◆ **Brief**:
In the commencement address, what number is given for the Deerfield Commencement taking place?

Welcome, Deerfield families and friends. Faculty, staff, and students. Alumni and trustees. I extend a warm welcome to Hannah Pittard, Class of 1997, today’s Commencement speaker. As a longtime English teacher, I am excited to have a novelist and writer like Hannah join us today and share her thoughts with the class of 2020.
We owe a debt of gratitude to our colleagues in the Student Life Office, Information Technology Services, the Academic Dean’s Office, Alumni Relations, Communications, and the Dean of the Faculty’s Office. They have performed a host of logistical and technical feats to create Deerfield’s first-ever virtual commencement. Thank you. I thank our faculty—for teaching with such creativity and resiliency and dedication—for the care they have exhibited to our students—and to one another—through these unexpected, uncertain and disorienting months. And I thank our families and our parents for your support, your trust and, most of all, for sharing the lives of your children with us.
Above all, I welcome and congratulate the remarkable, and Great, Class of 2020.
I knew that our journeys would be linked, with the 2019-2020 academic year being my first as Head of School at Deerfield and your last. It has led us here to this wonderful and in many ways improbable moment, Deerfield’s 221st Commencement, which, as you know, is as much a beginning as it is an end.
A year ago, I wrote a letter to you, the Class of 2020—my first official letter as Head of School—to share my excitement and offer some thoughts about the year ahead and your role as Deerfield seniors, knowing that other students would look to you as examples for how to live and learn here.
I asked you to connect with our new students and help them make Deerfield home. I also asked you to be true to your best self, and model that best self for younger students. I told you that, and I’m quoting myself here, “the shape and tone of this year will in many ways depend on you—on your leadership, judgement, and engagement.” That, of course, was the final draft of the letter I wrote. An earlier, and perhaps more honest, version read, “Dear Class of 2020—I write to you with great urgency. I’m new, and I am in desperate need of your help and support. I can’t do this without you. Please don’t let me down.”

◆ **Data for analysis**:

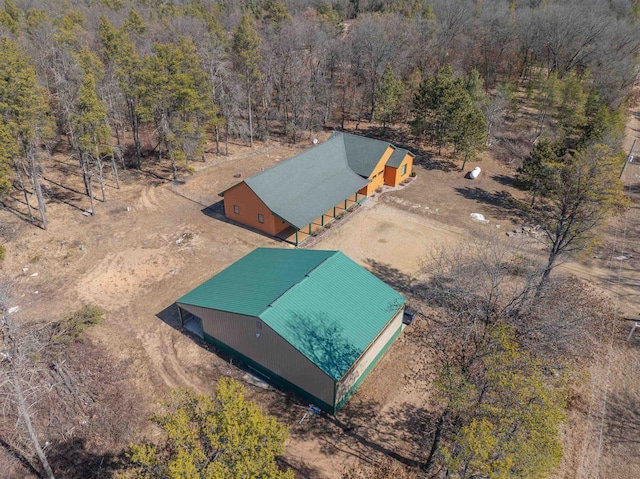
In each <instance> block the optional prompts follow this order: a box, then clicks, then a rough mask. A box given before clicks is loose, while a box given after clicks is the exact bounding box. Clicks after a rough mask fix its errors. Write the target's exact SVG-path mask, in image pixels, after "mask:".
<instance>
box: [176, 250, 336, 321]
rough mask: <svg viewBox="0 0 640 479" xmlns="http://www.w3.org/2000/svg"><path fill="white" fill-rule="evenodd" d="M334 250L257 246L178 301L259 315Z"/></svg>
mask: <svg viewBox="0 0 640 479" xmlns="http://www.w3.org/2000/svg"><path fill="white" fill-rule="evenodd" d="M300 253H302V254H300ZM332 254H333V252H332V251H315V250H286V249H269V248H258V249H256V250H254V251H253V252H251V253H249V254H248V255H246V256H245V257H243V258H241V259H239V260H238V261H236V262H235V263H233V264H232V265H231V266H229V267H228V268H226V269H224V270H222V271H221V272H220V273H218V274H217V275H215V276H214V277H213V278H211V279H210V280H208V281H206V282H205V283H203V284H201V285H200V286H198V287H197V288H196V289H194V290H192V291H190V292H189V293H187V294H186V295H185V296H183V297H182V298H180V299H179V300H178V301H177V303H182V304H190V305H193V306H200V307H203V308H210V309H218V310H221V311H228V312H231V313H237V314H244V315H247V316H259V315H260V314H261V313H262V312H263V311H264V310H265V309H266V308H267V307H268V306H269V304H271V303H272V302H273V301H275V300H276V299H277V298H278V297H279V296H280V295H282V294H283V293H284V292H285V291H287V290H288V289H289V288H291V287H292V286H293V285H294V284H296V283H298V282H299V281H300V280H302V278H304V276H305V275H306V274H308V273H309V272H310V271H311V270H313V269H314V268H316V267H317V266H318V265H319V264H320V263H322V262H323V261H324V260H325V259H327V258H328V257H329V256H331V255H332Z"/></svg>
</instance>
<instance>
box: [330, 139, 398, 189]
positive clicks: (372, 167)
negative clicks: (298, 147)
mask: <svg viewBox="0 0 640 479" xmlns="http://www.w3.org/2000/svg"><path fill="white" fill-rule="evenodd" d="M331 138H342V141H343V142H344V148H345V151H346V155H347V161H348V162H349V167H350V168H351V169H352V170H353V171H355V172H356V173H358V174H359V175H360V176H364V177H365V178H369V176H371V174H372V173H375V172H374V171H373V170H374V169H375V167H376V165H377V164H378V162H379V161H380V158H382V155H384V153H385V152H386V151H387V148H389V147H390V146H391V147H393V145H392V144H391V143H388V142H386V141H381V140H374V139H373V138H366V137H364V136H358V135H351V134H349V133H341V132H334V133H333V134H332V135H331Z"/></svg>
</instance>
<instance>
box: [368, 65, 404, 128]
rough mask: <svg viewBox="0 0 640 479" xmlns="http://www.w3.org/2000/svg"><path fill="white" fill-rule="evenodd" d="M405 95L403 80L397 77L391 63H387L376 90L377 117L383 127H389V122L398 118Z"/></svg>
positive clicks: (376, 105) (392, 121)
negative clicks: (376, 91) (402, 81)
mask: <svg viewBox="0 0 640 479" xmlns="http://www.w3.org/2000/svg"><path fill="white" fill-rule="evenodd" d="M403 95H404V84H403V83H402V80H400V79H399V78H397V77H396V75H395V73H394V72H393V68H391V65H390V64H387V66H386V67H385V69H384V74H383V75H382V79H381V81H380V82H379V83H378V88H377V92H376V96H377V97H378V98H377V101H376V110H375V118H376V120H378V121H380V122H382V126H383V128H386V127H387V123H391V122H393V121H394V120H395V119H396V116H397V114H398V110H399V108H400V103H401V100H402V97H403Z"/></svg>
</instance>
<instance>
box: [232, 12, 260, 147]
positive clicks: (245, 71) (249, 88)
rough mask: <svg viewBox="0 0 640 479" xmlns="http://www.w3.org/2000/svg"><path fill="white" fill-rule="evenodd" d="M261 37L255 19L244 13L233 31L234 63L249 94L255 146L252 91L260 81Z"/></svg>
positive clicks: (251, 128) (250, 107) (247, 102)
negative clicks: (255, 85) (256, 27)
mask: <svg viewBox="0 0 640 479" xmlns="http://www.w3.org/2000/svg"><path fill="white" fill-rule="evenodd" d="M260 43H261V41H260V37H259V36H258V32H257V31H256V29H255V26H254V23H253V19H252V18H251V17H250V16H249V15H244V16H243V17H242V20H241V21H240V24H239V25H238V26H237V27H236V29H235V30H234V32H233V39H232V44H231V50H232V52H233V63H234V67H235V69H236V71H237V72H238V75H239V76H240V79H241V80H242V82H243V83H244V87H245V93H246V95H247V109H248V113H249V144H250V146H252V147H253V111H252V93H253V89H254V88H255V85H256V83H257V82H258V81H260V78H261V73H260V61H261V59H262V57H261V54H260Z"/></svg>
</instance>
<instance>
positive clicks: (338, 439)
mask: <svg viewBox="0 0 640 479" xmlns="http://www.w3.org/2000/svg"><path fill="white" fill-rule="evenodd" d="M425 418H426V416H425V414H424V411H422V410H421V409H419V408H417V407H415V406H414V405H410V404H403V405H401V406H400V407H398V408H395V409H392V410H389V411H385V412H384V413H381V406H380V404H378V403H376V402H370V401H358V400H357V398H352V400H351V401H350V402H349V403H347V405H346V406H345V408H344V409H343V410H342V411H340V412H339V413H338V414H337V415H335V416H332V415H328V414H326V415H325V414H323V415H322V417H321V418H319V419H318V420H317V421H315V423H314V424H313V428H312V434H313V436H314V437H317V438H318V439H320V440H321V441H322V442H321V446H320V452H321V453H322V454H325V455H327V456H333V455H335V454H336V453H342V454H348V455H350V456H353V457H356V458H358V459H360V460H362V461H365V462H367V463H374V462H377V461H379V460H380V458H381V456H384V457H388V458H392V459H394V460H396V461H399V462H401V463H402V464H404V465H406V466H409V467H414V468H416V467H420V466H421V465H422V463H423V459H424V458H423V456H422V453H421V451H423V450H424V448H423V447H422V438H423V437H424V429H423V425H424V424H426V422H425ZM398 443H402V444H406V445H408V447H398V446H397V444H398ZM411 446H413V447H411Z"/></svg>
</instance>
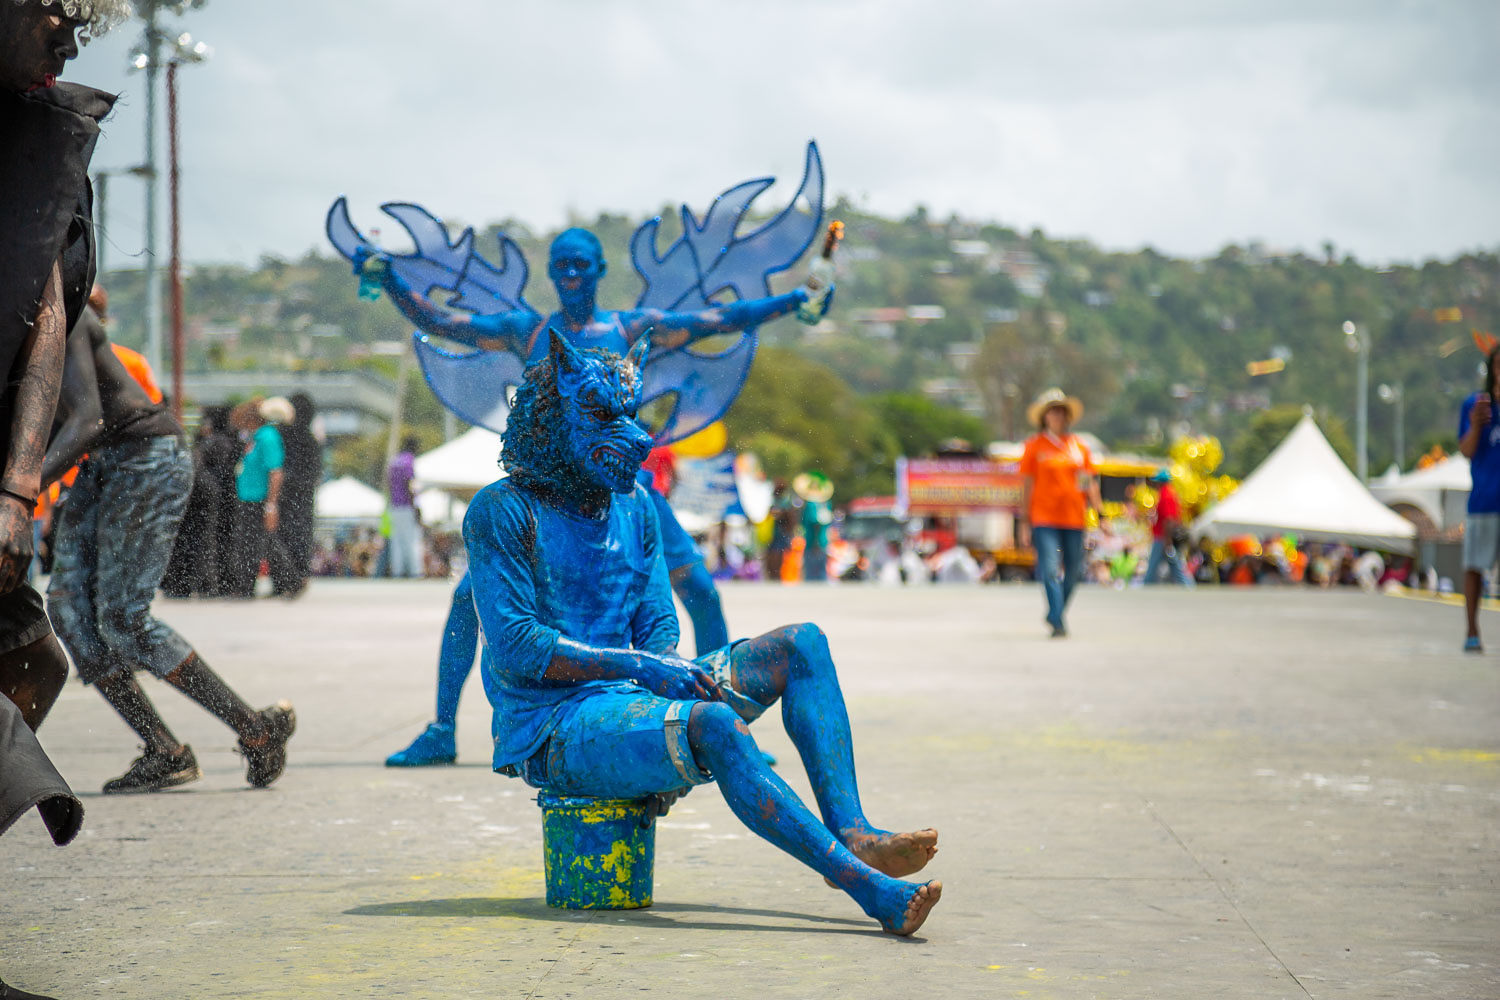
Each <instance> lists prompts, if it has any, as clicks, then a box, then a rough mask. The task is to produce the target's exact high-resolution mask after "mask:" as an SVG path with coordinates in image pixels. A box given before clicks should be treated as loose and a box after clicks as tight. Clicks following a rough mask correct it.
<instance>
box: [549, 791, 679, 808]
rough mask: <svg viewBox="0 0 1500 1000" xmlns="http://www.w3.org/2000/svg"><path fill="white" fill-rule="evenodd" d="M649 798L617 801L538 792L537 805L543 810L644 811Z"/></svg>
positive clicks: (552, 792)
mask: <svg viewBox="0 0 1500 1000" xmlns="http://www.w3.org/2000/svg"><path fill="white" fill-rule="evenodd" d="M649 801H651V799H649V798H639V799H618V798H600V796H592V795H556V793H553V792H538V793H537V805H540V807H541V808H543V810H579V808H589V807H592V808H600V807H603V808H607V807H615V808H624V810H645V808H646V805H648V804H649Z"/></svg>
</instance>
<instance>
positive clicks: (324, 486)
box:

◆ **Solution to the problem**:
It is Deerfield's 221st Commencement.